WHAT TO WORK ON → Reproduce the entries below in full, word for word.

DATA PROVIDED →
++++++++
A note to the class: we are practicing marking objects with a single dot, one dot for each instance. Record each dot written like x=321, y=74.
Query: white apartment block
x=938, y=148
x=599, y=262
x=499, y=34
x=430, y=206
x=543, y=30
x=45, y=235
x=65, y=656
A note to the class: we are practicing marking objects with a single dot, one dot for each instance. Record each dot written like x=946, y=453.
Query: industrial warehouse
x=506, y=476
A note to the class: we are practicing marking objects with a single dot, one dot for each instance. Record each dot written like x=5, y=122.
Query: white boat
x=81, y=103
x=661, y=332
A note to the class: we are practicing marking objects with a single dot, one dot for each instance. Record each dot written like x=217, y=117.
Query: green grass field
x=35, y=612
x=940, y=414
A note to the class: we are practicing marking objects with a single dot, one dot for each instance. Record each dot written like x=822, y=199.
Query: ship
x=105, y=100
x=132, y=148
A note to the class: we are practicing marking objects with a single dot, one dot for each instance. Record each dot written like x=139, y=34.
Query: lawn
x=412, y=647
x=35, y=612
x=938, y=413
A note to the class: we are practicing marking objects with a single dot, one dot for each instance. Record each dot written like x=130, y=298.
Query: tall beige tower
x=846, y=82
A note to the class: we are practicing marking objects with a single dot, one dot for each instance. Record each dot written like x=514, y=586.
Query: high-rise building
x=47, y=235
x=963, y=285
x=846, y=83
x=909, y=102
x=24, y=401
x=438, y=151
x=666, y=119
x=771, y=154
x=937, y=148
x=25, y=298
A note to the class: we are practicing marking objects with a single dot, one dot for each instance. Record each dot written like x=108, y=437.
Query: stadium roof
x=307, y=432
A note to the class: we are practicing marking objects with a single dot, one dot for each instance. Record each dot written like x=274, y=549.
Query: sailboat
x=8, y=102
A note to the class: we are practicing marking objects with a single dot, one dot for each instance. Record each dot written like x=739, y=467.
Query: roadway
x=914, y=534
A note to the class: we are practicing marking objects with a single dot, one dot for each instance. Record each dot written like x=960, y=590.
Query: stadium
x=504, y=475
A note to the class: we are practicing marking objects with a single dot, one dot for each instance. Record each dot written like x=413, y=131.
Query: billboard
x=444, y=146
++++++++
TASK RESULT →
A note to the class: we are practicing marking objects with a single dot, one dot for each instance. Record each dot written like x=321, y=74.
Query: white apartment block
x=938, y=148
x=599, y=262
x=499, y=34
x=430, y=206
x=543, y=30
x=45, y=235
x=65, y=656
A note to the class: we are practicing marking objects with a single dot, one dot for each instance. Record each dot written like x=946, y=453.
Query: industrial warehouse
x=506, y=476
A note to the class: we are practicing marking objects with a single dot, one dot for each instance. Record each dot written like x=5, y=122.
Query: white boat
x=81, y=103
x=661, y=332
A note to the class: we are practicing marking objects with a single dot, one dot for each instance. Record each dot written like x=217, y=117.
Query: green grass field
x=35, y=612
x=940, y=414
A note to the class: we are practicing marking objects with a single dot, one dot for each instance. Record each dot written like x=822, y=199.
Query: ship
x=105, y=100
x=132, y=148
A note to the class: we are practicing marking objects with a single dot, one dot for each instance. Record each dot written like x=139, y=34.
Query: lawn
x=412, y=647
x=35, y=612
x=938, y=413
A note to the class: we are practicing marking objects with a single dot, one dot for each instance. Record each dot written like x=130, y=298.
Query: tall beige tower
x=846, y=82
A note to the class: we are practicing marking objects with a single dot, one dot for each instance. Record each dot written like x=514, y=586.
Query: high-rise building
x=47, y=235
x=963, y=285
x=846, y=83
x=909, y=102
x=24, y=401
x=438, y=151
x=666, y=119
x=771, y=154
x=937, y=148
x=25, y=298
A note to the class: we are practicing marking objects with a single dot, one dot for each instance. Record each dot written like x=108, y=437.
Query: stadium roof
x=307, y=432
A note to the class: we are practicing marking objects with a single dot, one dot for each instance. Record each dot written like x=274, y=549.
Query: sailboat
x=8, y=102
A note to the class: we are practicing marking objects with a single dot, one dot for each instance. Record each dot written like x=739, y=467.
Query: roadway
x=914, y=534
A note to the class: we are practicing marking objects with a single dot, one dot for each instance. Record each dot written like x=960, y=590.
Query: stadium
x=504, y=475
A note to the class: we are practicing marking objects with a single dot, one dot for each instance. Record each dot written like x=413, y=131.
Query: billboard
x=444, y=146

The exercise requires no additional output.